Task prompt: The answer must reproduce exactly the lines from the one with "I'm trying to find the pebble" through the end of the material, and it must contain no pictures.

Entries shown: Begin

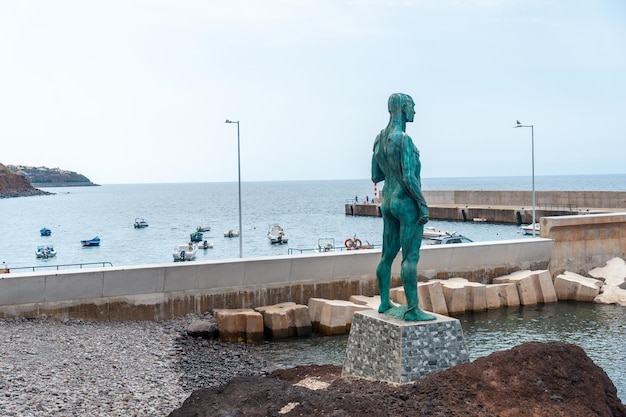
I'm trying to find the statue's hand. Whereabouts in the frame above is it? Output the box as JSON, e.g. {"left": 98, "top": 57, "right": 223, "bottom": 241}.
{"left": 418, "top": 205, "right": 429, "bottom": 225}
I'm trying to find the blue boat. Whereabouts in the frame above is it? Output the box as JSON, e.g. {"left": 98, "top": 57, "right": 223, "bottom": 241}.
{"left": 190, "top": 231, "right": 203, "bottom": 242}
{"left": 81, "top": 236, "right": 101, "bottom": 247}
{"left": 40, "top": 227, "right": 52, "bottom": 236}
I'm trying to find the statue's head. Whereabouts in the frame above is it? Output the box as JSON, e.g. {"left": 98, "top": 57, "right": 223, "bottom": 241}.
{"left": 388, "top": 93, "right": 415, "bottom": 122}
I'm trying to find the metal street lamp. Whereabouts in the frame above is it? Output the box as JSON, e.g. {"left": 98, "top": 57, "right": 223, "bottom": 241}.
{"left": 515, "top": 120, "right": 536, "bottom": 237}
{"left": 225, "top": 119, "right": 243, "bottom": 258}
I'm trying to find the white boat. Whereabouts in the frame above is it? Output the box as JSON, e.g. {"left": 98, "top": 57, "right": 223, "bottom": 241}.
{"left": 173, "top": 243, "right": 198, "bottom": 261}
{"left": 134, "top": 218, "right": 149, "bottom": 228}
{"left": 268, "top": 224, "right": 288, "bottom": 244}
{"left": 198, "top": 240, "right": 214, "bottom": 249}
{"left": 36, "top": 244, "right": 57, "bottom": 258}
{"left": 196, "top": 225, "right": 211, "bottom": 232}
{"left": 521, "top": 223, "right": 540, "bottom": 235}
{"left": 423, "top": 226, "right": 456, "bottom": 239}
{"left": 224, "top": 229, "right": 239, "bottom": 238}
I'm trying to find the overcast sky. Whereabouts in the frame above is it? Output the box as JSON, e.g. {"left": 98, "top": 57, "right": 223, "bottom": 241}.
{"left": 1, "top": 1, "right": 624, "bottom": 184}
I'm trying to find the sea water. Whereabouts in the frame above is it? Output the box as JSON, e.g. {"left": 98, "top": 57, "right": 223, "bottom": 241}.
{"left": 1, "top": 175, "right": 625, "bottom": 401}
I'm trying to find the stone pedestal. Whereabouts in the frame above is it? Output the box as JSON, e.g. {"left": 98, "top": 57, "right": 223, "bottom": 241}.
{"left": 342, "top": 310, "right": 469, "bottom": 384}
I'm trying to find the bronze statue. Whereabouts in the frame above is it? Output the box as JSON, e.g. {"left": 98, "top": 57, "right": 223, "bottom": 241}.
{"left": 372, "top": 93, "right": 436, "bottom": 321}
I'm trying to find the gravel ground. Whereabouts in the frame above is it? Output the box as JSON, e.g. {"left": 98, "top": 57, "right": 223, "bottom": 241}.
{"left": 0, "top": 315, "right": 275, "bottom": 417}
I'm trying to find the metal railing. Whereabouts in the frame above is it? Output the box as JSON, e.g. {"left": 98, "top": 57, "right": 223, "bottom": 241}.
{"left": 288, "top": 244, "right": 381, "bottom": 255}
{"left": 5, "top": 262, "right": 114, "bottom": 273}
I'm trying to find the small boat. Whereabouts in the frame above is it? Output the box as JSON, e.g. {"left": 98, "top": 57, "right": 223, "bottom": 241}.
{"left": 196, "top": 225, "right": 211, "bottom": 232}
{"left": 224, "top": 229, "right": 239, "bottom": 238}
{"left": 423, "top": 226, "right": 455, "bottom": 239}
{"left": 173, "top": 242, "right": 198, "bottom": 261}
{"left": 36, "top": 244, "right": 57, "bottom": 258}
{"left": 268, "top": 224, "right": 288, "bottom": 244}
{"left": 81, "top": 236, "right": 101, "bottom": 246}
{"left": 134, "top": 218, "right": 149, "bottom": 228}
{"left": 40, "top": 227, "right": 52, "bottom": 236}
{"left": 473, "top": 218, "right": 488, "bottom": 222}
{"left": 198, "top": 240, "right": 214, "bottom": 249}
{"left": 521, "top": 223, "right": 540, "bottom": 235}
{"left": 190, "top": 231, "right": 203, "bottom": 242}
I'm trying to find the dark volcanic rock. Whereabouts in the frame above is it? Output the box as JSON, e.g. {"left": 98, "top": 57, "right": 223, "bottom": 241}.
{"left": 168, "top": 342, "right": 625, "bottom": 417}
{"left": 0, "top": 163, "right": 50, "bottom": 198}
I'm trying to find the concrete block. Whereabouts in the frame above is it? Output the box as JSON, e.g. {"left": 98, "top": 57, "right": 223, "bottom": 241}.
{"left": 495, "top": 270, "right": 538, "bottom": 306}
{"left": 349, "top": 295, "right": 381, "bottom": 310}
{"left": 463, "top": 282, "right": 487, "bottom": 312}
{"left": 420, "top": 281, "right": 448, "bottom": 315}
{"left": 440, "top": 279, "right": 467, "bottom": 314}
{"left": 255, "top": 302, "right": 312, "bottom": 339}
{"left": 535, "top": 270, "right": 558, "bottom": 303}
{"left": 307, "top": 298, "right": 326, "bottom": 332}
{"left": 318, "top": 300, "right": 371, "bottom": 336}
{"left": 213, "top": 308, "right": 264, "bottom": 344}
{"left": 487, "top": 283, "right": 520, "bottom": 308}
{"left": 390, "top": 287, "right": 407, "bottom": 305}
{"left": 554, "top": 272, "right": 602, "bottom": 302}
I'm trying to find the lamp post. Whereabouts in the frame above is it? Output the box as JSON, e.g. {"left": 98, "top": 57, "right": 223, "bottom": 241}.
{"left": 515, "top": 120, "right": 536, "bottom": 237}
{"left": 225, "top": 119, "right": 243, "bottom": 258}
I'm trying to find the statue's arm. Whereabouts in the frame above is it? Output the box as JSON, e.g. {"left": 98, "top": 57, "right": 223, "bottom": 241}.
{"left": 372, "top": 139, "right": 385, "bottom": 183}
{"left": 401, "top": 135, "right": 429, "bottom": 222}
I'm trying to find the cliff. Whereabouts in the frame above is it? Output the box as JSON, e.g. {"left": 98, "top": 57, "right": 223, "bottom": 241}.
{"left": 6, "top": 164, "right": 97, "bottom": 187}
{"left": 0, "top": 163, "right": 50, "bottom": 198}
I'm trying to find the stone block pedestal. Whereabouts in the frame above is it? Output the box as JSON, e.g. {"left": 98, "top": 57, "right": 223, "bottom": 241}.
{"left": 342, "top": 310, "right": 469, "bottom": 384}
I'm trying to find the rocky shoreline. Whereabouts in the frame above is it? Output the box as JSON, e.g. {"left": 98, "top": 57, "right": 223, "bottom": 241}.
{"left": 0, "top": 314, "right": 274, "bottom": 417}
{"left": 2, "top": 313, "right": 624, "bottom": 417}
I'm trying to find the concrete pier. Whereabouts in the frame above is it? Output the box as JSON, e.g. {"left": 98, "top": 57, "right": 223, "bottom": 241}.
{"left": 346, "top": 190, "right": 626, "bottom": 223}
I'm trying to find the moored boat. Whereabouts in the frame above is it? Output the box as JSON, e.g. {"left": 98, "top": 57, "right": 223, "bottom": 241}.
{"left": 268, "top": 225, "right": 288, "bottom": 244}
{"left": 40, "top": 227, "right": 52, "bottom": 236}
{"left": 196, "top": 225, "right": 211, "bottom": 232}
{"left": 173, "top": 242, "right": 198, "bottom": 261}
{"left": 81, "top": 236, "right": 101, "bottom": 247}
{"left": 134, "top": 218, "right": 149, "bottom": 228}
{"left": 190, "top": 231, "right": 203, "bottom": 242}
{"left": 224, "top": 229, "right": 239, "bottom": 238}
{"left": 198, "top": 240, "right": 213, "bottom": 249}
{"left": 521, "top": 223, "right": 540, "bottom": 235}
{"left": 36, "top": 244, "right": 57, "bottom": 258}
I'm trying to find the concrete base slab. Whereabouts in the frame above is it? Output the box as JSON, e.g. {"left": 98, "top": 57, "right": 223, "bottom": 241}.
{"left": 342, "top": 310, "right": 469, "bottom": 384}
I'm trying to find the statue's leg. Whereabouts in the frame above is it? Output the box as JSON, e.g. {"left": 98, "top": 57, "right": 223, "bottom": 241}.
{"left": 377, "top": 215, "right": 399, "bottom": 313}
{"left": 400, "top": 223, "right": 436, "bottom": 321}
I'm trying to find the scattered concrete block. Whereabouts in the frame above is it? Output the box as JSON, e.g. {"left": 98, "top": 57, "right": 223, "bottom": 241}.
{"left": 349, "top": 295, "right": 381, "bottom": 310}
{"left": 389, "top": 282, "right": 448, "bottom": 315}
{"left": 494, "top": 270, "right": 538, "bottom": 305}
{"left": 535, "top": 270, "right": 558, "bottom": 303}
{"left": 213, "top": 308, "right": 264, "bottom": 344}
{"left": 318, "top": 300, "right": 372, "bottom": 336}
{"left": 186, "top": 319, "right": 219, "bottom": 339}
{"left": 255, "top": 302, "right": 312, "bottom": 339}
{"left": 554, "top": 272, "right": 602, "bottom": 302}
{"left": 308, "top": 298, "right": 327, "bottom": 332}
{"left": 486, "top": 283, "right": 520, "bottom": 308}
{"left": 589, "top": 257, "right": 626, "bottom": 306}
{"left": 439, "top": 279, "right": 467, "bottom": 314}
{"left": 390, "top": 287, "right": 407, "bottom": 305}
{"left": 462, "top": 281, "right": 487, "bottom": 312}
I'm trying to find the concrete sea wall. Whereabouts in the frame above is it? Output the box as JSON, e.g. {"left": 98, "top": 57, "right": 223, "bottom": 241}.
{"left": 1, "top": 212, "right": 624, "bottom": 321}
{"left": 0, "top": 239, "right": 552, "bottom": 321}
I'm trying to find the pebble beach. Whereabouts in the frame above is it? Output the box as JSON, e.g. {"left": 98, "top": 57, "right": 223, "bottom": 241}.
{"left": 0, "top": 315, "right": 274, "bottom": 417}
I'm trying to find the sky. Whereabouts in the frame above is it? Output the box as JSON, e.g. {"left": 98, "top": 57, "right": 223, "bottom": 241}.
{"left": 1, "top": 1, "right": 625, "bottom": 185}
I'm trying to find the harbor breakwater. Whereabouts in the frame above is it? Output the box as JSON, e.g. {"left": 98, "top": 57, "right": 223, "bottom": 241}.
{"left": 347, "top": 190, "right": 626, "bottom": 224}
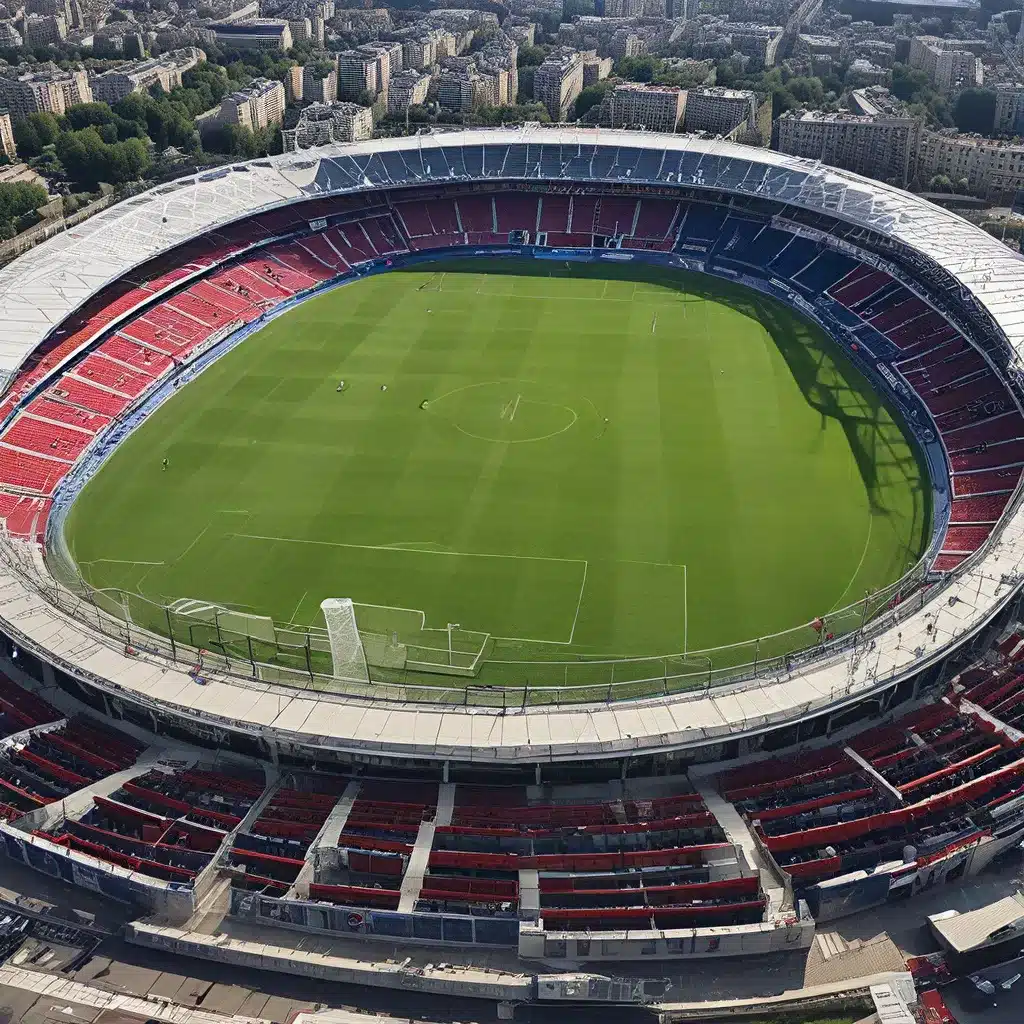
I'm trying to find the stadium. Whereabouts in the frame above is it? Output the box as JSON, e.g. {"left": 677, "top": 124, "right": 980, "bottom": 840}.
{"left": 0, "top": 126, "right": 1023, "bottom": 972}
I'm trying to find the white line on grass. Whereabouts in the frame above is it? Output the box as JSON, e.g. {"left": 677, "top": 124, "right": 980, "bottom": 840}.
{"left": 230, "top": 533, "right": 590, "bottom": 647}
{"left": 683, "top": 564, "right": 688, "bottom": 657}
{"left": 173, "top": 522, "right": 213, "bottom": 568}
{"left": 567, "top": 560, "right": 588, "bottom": 645}
{"left": 288, "top": 589, "right": 309, "bottom": 625}
{"left": 230, "top": 532, "right": 587, "bottom": 566}
{"left": 79, "top": 558, "right": 166, "bottom": 566}
{"left": 617, "top": 558, "right": 687, "bottom": 569}
{"left": 828, "top": 514, "right": 874, "bottom": 614}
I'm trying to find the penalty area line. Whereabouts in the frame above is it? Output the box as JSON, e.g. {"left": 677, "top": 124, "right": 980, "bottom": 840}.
{"left": 568, "top": 560, "right": 588, "bottom": 645}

Entries shown: End

Exercise answer:
I'm trying to find the pebble beach. Whereabouts in the frame above is it? Output the box as JSON, e.g. {"left": 98, "top": 57, "right": 223, "bottom": 241}.
{"left": 0, "top": 315, "right": 274, "bottom": 417}
I'm trying to find the sky. Whereabouts in the frame above is it? Output the box as JSON, e.g. {"left": 98, "top": 57, "right": 223, "bottom": 241}.
{"left": 1, "top": 1, "right": 625, "bottom": 185}
I'm trying to find the harbor breakwater. Whereabouts in the frame above is it? Output the box as JSON, e.g. {"left": 98, "top": 57, "right": 223, "bottom": 241}.
{"left": 347, "top": 190, "right": 626, "bottom": 224}
I'm trying to find the stadium. Whereabouts in the frame above is it? Output the box as JSON, e.g. {"left": 677, "top": 124, "right": 980, "bottom": 840}.
{"left": 0, "top": 126, "right": 1023, "bottom": 972}
I'm trying to find the white line on grass. Whereabouts in the frame above is it? Output the box as JSON, e.g. {"left": 677, "top": 124, "right": 980, "bottom": 840}.
{"left": 230, "top": 533, "right": 590, "bottom": 647}
{"left": 683, "top": 564, "right": 688, "bottom": 657}
{"left": 173, "top": 522, "right": 213, "bottom": 568}
{"left": 567, "top": 560, "right": 588, "bottom": 645}
{"left": 288, "top": 589, "right": 309, "bottom": 625}
{"left": 230, "top": 532, "right": 587, "bottom": 566}
{"left": 79, "top": 558, "right": 166, "bottom": 566}
{"left": 617, "top": 558, "right": 687, "bottom": 569}
{"left": 828, "top": 514, "right": 874, "bottom": 614}
I'm trying to find the penalty area line. Whereabouts in the frame above is it? Output the box as JSON, e.g. {"left": 677, "top": 124, "right": 980, "bottom": 840}.
{"left": 568, "top": 560, "right": 588, "bottom": 645}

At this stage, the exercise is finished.